_LESETEXT_

Wenn sich die EU-Staats- und Regierungschefs zum Gipfel treffen, bedeutet das für den ukrainischen Präsidenten Wolodymyr Selenskyj kurze Wohlfühlmomente im seit dreieinhalb Jahren andauernden Krieg in seinem Land. So lief es auch dieses Mal, zumindest größtenteils. Neben vielen Solidaritätsbekundungen, Absichtserklärungen und neuen Sanktionen, die nun endlich mal den Kreml in die Knie zwingen sollen, hoffte Selenskyj, die russischen Staatsgelder einstreichen zu können, die ihm schon länger als »Reparationskredit« vollmundig versprochen wurden. Daraus wird erst mal nichts.
Aus Kiewer Sicht war der jüngste EU-Gipfel einer für die Tonne. Belgiens Widerstand verhinderte, dass die EU den Klau eingefrorener russischer Gelder in Höhe von 140 Milliarden Euro nicht durchboxen konnte, und das, obwohl man schon lange davon träumt. Das europäische Staatenbündnis muss die Gelder für seine Ukraine-Solidarität weiter in den Haushalten der Mitgliedsländer suchen. Zumal die Zinserträge, die Brüssel bereits abschöpft, laut Euroclear in den ersten drei Quartalen dieses Jahres gegenüber 2024 um 25 Prozent auf 3,9 Milliarden Euro eingebrochen sind. Für Selenskyj, der bereits gefordert hatte, die Gelder nach seinem Gusto einzusetzen, ist das ein schwerer Schlag.
Für das kommende Jahr hat die ukrainische Regierung 120 Milliarden US-Dollar an Hilfen in Form von Geld und Waffen vom Westen eingefordert. Nachdem Trump weitere Hilfe vorerst verweigert hat, müssen die Europäer für diese Summe aufkommen. Und das in einer Zeit, in der es den meisten Staaten wirtschaftlich nicht unbedingt gut geht. Deshalb der versuchte Griff nach den russischen Konten.

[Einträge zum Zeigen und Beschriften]
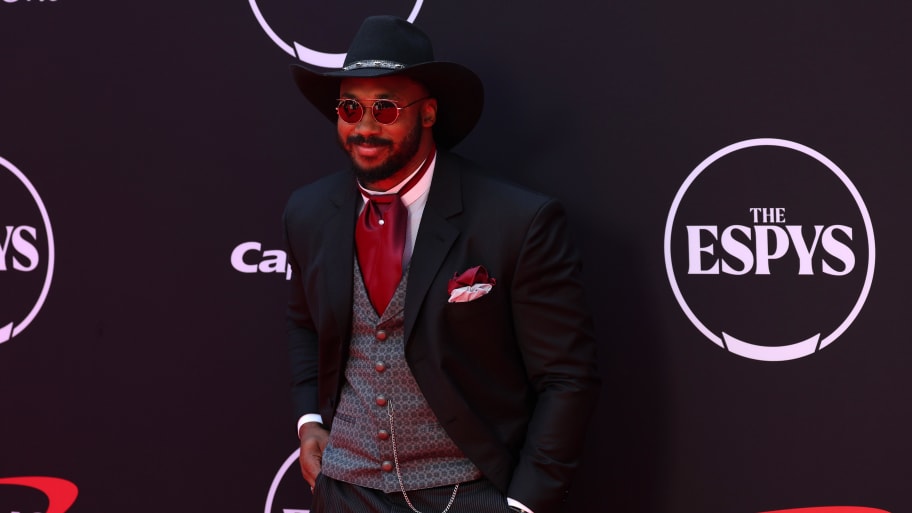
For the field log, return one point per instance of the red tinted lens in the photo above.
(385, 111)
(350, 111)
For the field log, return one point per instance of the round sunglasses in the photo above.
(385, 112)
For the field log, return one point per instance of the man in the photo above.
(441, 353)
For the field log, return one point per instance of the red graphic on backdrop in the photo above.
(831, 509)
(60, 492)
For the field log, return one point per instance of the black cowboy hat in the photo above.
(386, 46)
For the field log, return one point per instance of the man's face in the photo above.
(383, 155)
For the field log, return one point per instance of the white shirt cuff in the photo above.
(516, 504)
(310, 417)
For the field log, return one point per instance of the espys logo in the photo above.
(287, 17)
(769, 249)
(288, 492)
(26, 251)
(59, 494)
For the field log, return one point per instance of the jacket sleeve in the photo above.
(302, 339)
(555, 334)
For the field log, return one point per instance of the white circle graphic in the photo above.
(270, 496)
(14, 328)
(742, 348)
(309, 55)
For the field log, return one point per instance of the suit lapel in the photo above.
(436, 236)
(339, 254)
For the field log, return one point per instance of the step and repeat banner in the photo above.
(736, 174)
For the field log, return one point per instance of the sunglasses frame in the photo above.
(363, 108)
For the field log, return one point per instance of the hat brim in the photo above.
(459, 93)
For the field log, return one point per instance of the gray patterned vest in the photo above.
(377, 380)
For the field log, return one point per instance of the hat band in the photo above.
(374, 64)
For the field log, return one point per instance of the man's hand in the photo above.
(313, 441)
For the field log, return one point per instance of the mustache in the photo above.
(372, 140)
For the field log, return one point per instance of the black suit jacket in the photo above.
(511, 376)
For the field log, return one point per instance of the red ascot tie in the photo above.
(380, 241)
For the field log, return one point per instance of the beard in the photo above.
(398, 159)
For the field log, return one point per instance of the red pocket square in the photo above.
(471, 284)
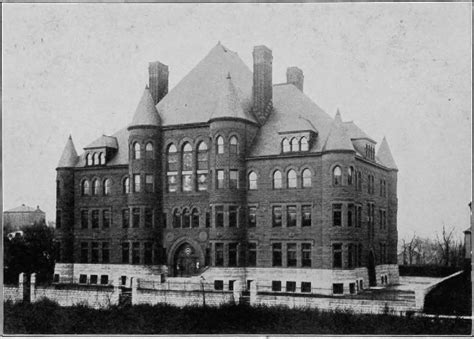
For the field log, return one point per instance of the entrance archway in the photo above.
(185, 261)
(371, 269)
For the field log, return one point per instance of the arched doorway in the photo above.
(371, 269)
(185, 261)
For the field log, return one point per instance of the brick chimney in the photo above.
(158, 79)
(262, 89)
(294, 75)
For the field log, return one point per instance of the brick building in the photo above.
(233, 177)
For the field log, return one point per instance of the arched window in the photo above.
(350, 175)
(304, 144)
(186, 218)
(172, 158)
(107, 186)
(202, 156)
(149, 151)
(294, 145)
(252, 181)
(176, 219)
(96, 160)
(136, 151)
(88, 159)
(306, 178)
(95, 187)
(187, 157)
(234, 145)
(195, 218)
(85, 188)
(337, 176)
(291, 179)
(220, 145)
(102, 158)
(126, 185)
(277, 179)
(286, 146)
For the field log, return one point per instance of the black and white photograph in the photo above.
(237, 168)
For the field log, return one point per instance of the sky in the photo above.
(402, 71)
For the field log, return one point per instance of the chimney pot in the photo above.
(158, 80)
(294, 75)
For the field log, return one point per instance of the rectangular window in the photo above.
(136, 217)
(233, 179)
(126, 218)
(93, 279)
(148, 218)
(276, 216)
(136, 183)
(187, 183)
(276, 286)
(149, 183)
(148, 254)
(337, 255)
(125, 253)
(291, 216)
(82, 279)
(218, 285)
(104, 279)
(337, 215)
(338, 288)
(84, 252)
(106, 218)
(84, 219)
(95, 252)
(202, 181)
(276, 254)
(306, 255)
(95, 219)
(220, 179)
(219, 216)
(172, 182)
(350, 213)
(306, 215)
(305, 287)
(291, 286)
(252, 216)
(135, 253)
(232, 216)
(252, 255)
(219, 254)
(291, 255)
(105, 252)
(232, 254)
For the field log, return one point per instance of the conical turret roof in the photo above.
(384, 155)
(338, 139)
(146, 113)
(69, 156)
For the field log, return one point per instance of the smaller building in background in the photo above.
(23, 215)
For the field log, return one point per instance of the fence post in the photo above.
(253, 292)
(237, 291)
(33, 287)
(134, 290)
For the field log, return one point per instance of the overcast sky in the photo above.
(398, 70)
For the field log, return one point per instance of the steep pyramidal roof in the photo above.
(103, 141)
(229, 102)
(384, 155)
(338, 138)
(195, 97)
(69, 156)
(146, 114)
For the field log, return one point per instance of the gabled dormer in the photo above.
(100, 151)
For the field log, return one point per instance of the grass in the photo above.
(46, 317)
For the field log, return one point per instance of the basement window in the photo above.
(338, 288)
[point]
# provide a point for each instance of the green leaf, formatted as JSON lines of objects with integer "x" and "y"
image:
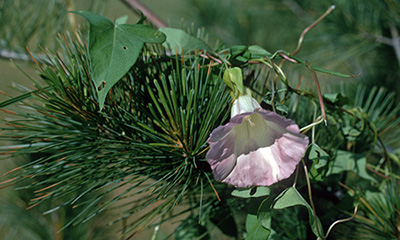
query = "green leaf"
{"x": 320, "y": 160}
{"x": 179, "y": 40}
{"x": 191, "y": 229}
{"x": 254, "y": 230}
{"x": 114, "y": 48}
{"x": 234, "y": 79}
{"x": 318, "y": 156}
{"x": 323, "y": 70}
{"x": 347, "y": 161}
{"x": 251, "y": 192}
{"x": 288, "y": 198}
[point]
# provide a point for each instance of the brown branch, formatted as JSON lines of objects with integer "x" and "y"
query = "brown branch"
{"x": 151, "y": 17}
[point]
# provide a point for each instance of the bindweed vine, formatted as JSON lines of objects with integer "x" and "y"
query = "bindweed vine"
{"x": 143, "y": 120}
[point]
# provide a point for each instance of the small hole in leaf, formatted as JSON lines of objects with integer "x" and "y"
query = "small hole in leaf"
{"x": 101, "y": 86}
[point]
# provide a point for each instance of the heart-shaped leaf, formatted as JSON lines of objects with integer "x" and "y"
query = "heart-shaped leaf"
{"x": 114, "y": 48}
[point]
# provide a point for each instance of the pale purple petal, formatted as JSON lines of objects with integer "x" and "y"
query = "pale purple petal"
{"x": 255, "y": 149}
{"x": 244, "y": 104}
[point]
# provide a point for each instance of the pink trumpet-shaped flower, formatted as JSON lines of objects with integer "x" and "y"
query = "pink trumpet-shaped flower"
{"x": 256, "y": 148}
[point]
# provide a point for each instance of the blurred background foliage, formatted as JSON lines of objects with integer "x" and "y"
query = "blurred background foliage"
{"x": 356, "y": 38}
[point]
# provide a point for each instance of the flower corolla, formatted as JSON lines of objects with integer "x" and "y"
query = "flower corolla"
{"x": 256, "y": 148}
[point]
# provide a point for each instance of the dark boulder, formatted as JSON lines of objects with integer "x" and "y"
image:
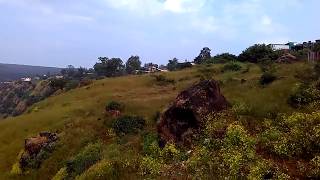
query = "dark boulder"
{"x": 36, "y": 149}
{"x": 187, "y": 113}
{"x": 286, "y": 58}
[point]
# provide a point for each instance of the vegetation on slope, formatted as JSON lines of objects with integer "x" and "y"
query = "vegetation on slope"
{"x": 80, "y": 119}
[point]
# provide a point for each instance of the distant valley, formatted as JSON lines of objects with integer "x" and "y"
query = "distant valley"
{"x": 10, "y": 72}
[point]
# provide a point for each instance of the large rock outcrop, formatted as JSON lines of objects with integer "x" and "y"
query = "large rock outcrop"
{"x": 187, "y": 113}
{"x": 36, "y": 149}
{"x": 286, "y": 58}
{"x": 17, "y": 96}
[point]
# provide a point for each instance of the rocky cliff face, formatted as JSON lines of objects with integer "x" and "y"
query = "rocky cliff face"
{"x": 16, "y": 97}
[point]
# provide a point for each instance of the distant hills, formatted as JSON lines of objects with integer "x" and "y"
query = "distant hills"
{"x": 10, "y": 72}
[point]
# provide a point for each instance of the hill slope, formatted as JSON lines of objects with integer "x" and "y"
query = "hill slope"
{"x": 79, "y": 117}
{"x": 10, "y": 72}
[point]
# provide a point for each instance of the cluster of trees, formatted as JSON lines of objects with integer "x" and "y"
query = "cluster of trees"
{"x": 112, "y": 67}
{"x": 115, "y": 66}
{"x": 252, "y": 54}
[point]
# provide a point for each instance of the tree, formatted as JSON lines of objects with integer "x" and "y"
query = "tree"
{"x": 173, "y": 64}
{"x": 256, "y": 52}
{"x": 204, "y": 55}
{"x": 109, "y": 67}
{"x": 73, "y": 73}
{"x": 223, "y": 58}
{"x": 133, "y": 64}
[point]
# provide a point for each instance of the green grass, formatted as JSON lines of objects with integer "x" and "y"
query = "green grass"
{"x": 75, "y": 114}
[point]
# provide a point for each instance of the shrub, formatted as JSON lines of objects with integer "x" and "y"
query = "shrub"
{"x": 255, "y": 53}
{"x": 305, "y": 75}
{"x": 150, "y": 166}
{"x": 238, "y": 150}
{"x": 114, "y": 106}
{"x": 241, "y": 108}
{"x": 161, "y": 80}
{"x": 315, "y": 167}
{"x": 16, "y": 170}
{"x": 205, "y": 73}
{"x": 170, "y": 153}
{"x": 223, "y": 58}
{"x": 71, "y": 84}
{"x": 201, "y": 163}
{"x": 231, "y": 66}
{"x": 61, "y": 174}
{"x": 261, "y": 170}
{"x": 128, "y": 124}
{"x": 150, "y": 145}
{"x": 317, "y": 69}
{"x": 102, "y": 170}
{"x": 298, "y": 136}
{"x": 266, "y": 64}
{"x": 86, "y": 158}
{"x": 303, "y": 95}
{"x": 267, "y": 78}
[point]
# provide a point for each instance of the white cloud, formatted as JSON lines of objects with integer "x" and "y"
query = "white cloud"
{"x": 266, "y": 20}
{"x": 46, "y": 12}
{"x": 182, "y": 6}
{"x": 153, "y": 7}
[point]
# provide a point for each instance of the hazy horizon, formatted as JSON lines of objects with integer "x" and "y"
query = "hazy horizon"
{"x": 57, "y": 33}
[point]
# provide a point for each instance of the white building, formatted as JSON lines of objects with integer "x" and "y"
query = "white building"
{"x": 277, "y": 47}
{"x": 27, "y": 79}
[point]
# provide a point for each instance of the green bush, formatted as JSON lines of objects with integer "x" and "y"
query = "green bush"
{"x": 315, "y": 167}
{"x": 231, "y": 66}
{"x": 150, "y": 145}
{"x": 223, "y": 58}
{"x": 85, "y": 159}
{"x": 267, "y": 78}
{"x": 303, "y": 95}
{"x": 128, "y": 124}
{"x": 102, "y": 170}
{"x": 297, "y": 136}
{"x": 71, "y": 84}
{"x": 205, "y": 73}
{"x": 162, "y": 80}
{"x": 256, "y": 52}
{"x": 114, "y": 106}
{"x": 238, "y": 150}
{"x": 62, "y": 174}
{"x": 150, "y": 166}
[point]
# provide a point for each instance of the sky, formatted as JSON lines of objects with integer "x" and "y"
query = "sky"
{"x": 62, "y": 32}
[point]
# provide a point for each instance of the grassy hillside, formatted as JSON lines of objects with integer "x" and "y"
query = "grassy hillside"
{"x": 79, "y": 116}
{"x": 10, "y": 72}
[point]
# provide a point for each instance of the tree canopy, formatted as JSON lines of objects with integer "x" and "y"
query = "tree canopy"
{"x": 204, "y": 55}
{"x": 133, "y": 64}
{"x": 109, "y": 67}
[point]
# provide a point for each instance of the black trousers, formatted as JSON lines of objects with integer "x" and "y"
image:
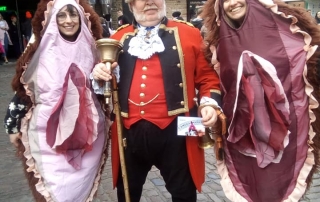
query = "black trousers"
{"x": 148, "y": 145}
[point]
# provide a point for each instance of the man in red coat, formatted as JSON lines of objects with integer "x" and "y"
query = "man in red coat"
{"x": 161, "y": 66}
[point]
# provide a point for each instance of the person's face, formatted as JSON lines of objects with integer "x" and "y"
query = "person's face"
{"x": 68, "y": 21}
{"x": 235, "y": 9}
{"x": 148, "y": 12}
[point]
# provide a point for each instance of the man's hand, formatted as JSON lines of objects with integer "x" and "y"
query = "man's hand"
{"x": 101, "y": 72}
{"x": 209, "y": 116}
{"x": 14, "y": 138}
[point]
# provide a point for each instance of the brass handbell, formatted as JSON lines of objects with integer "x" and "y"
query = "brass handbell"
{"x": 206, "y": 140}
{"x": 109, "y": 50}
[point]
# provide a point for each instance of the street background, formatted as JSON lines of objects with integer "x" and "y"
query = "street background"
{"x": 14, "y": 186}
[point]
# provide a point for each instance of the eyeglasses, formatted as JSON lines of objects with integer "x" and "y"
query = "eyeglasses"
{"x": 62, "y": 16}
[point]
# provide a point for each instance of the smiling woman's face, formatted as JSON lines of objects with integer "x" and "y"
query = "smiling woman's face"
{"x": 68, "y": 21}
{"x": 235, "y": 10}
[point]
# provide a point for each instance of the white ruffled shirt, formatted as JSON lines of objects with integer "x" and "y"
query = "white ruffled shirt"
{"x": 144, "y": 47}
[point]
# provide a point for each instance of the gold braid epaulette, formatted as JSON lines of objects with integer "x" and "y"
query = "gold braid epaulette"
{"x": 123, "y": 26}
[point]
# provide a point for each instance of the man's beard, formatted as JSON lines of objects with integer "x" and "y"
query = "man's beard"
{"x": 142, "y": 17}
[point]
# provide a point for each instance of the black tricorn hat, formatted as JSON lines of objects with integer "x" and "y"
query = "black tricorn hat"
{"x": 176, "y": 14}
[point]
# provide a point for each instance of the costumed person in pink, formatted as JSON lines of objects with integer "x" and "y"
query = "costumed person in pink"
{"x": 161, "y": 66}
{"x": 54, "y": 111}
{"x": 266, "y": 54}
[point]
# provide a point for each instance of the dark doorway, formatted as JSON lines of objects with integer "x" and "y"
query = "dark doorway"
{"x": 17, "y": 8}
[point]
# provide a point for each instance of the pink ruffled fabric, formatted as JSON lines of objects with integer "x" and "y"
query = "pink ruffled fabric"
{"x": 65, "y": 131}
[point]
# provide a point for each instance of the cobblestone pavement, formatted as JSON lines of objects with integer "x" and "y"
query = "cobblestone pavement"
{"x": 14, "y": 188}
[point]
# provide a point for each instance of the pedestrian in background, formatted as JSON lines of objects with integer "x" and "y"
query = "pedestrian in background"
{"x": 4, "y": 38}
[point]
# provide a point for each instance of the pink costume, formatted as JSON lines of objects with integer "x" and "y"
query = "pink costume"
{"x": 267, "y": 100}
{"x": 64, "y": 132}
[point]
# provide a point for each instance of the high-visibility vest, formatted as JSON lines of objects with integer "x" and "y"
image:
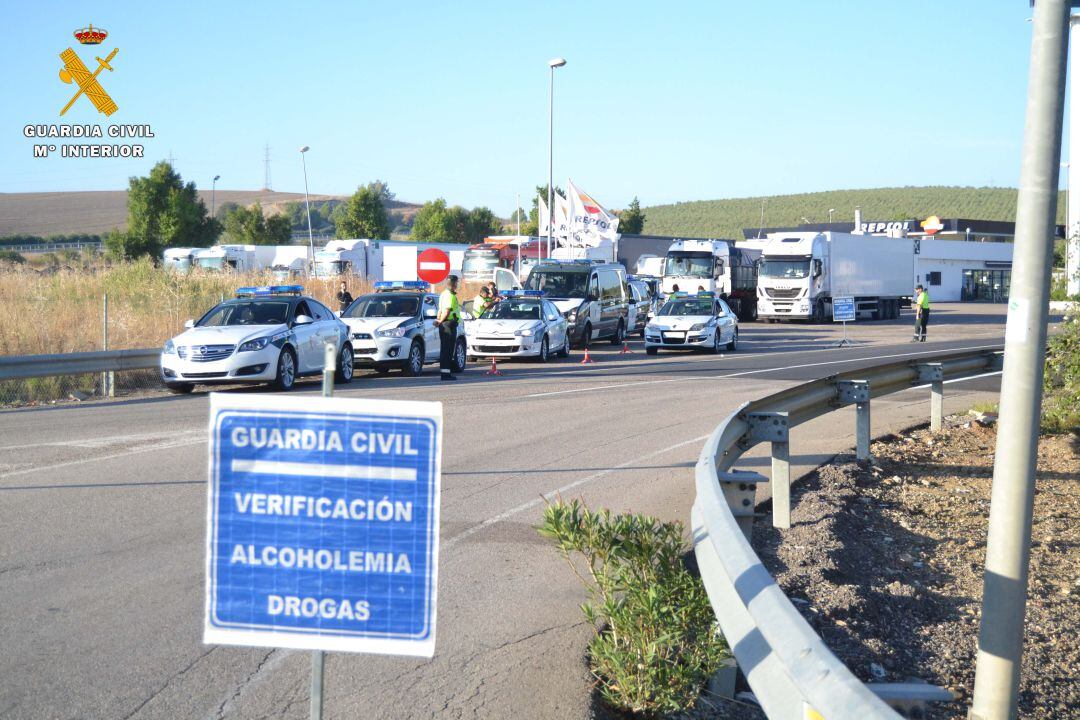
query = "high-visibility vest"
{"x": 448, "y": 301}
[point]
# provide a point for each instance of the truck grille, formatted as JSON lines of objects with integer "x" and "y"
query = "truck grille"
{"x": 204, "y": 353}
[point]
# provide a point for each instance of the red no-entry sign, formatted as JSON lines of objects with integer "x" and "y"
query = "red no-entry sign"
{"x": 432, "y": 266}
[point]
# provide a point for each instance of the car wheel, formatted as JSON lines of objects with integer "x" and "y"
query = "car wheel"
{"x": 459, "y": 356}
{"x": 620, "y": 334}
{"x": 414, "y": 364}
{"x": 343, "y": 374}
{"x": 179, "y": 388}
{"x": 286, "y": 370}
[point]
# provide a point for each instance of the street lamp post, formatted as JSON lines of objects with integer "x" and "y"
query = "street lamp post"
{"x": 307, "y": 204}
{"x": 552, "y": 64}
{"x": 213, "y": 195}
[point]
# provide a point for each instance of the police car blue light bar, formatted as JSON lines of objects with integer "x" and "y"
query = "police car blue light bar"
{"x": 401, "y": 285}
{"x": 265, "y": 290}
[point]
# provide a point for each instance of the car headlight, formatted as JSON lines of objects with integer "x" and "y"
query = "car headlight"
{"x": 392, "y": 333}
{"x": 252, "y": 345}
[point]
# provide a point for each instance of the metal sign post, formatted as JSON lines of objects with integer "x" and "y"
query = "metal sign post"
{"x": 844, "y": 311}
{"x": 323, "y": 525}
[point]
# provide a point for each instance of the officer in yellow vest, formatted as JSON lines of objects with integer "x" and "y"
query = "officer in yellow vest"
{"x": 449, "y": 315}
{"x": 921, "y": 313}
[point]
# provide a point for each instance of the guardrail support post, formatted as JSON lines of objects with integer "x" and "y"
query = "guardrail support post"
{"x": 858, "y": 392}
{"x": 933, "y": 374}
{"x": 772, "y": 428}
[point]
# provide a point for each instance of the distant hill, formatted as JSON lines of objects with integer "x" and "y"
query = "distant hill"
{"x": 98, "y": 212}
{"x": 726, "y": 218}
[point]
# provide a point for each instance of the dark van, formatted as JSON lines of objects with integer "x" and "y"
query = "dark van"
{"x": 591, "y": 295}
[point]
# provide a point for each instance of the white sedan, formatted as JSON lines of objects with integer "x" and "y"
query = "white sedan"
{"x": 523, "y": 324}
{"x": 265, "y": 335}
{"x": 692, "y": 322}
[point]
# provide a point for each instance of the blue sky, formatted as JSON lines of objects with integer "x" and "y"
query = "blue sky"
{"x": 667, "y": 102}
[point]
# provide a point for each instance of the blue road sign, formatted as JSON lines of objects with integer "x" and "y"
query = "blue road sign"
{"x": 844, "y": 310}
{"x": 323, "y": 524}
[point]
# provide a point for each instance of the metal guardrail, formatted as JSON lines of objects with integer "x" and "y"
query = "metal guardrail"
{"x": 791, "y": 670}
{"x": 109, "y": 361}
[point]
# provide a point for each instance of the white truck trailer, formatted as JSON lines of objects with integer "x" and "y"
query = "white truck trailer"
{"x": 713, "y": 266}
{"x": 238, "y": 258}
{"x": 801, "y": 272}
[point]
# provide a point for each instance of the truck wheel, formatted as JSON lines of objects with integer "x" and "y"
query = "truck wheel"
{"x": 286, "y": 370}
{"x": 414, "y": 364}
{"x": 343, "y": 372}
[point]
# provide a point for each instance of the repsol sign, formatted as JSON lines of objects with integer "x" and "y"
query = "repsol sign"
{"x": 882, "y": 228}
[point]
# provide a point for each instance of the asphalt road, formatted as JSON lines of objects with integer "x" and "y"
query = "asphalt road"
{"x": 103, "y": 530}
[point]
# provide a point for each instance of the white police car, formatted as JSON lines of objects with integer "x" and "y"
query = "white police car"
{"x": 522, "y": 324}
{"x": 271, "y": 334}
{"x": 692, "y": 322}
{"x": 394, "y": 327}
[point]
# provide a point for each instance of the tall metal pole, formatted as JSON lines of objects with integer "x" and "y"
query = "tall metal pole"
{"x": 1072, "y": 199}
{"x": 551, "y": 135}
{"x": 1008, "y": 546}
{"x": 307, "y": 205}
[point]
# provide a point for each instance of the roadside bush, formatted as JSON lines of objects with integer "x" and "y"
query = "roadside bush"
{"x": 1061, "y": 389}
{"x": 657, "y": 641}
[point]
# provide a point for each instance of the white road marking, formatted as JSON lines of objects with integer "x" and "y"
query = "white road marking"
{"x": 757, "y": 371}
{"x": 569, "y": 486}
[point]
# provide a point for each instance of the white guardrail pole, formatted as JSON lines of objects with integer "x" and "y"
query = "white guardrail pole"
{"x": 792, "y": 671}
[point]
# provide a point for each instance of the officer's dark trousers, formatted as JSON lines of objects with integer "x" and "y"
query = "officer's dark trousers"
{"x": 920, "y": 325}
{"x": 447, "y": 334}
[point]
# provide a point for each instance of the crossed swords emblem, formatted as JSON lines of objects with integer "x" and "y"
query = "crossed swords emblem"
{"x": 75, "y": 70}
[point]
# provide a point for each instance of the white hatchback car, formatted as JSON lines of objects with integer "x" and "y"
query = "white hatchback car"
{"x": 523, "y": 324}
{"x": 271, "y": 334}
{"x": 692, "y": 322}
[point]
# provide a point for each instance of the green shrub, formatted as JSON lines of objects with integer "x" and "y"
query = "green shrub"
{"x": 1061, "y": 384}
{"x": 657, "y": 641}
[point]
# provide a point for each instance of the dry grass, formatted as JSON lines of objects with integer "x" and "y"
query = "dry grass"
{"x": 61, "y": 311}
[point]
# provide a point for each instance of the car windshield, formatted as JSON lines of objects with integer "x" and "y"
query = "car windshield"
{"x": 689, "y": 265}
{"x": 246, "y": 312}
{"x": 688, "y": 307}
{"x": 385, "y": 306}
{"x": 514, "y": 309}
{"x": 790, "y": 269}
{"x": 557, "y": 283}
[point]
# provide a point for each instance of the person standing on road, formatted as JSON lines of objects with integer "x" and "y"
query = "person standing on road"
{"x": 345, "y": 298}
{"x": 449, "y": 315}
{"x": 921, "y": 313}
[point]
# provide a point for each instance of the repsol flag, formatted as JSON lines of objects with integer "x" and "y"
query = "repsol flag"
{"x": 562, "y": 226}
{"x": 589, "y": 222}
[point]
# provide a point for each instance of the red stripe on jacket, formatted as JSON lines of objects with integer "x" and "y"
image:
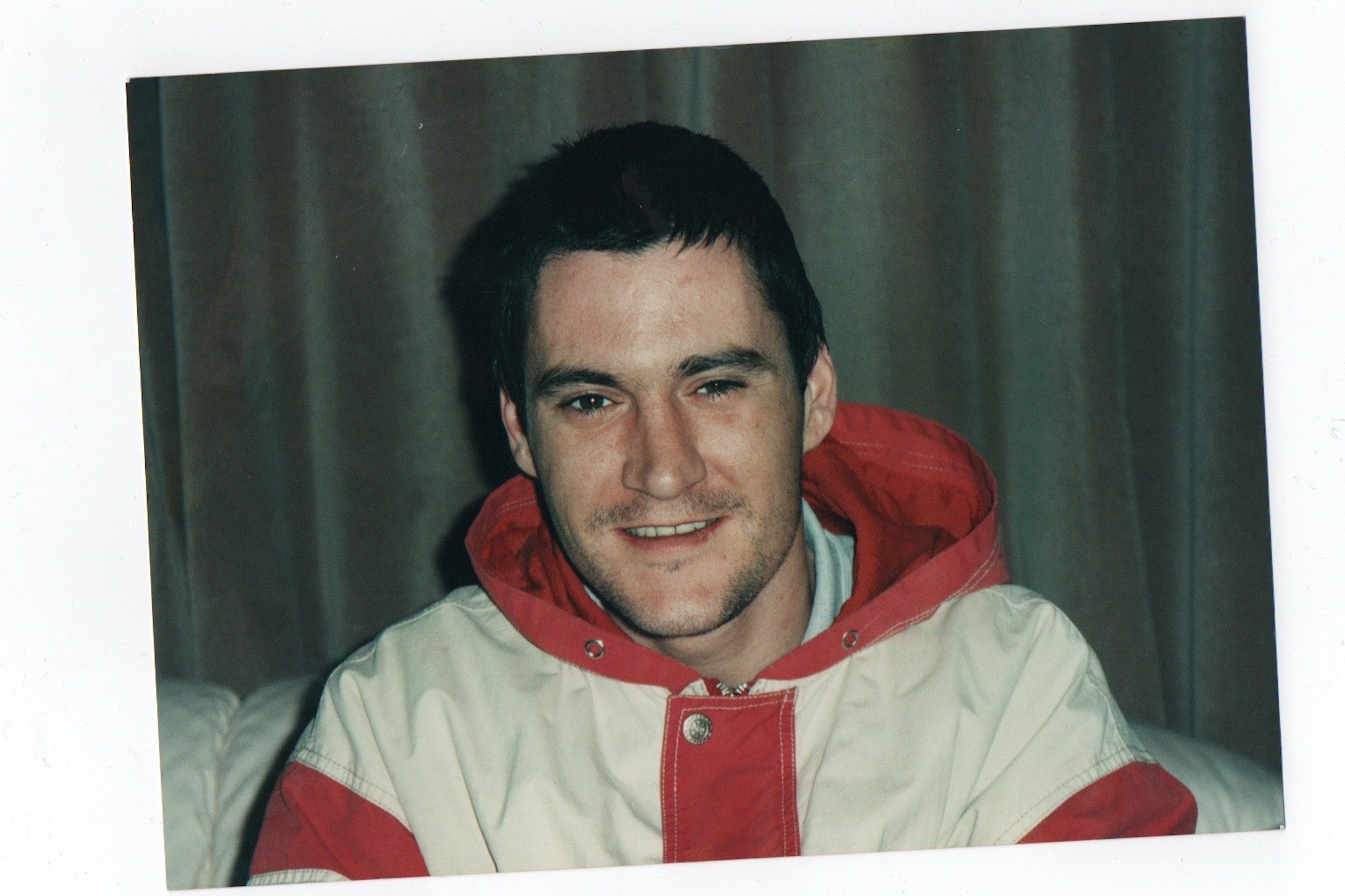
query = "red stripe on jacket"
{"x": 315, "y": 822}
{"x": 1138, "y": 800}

_AUFGABENBESCHREIBUNG_
Gib aus dem Text über den EU-Gipfel die Stelle wörtlich wieder, die mit den Worten „Wenn sich die“ beginnt und nach „erst mal nichts.“ endet.

_AUSGEARBEITETE ANTWORT_
Wenn sich die EU-Staats- und Regierungschefs zum Gipfel treffen, bedeutet das für den ukrainischen Präsidenten Wolodymyr Selenskyj kurze Wohlfühlmomente im seit dreieinhalb Jahren andauernden Krieg in seinem Land. So lief es auch dieses Mal, zumindest größtenteils. Neben vielen Solidaritätsbekundungen, Absichtserklärungen und neuen Sanktionen, die nun endlich mal den Kreml in die Knie zwingen sollen, hoffte Selenskyj, die russischen Staatsgelder einstreichen zu können, die ihm schon länger als »Reparationskredit« vollmundig versprochen wurden. Daraus wird erst mal nichts.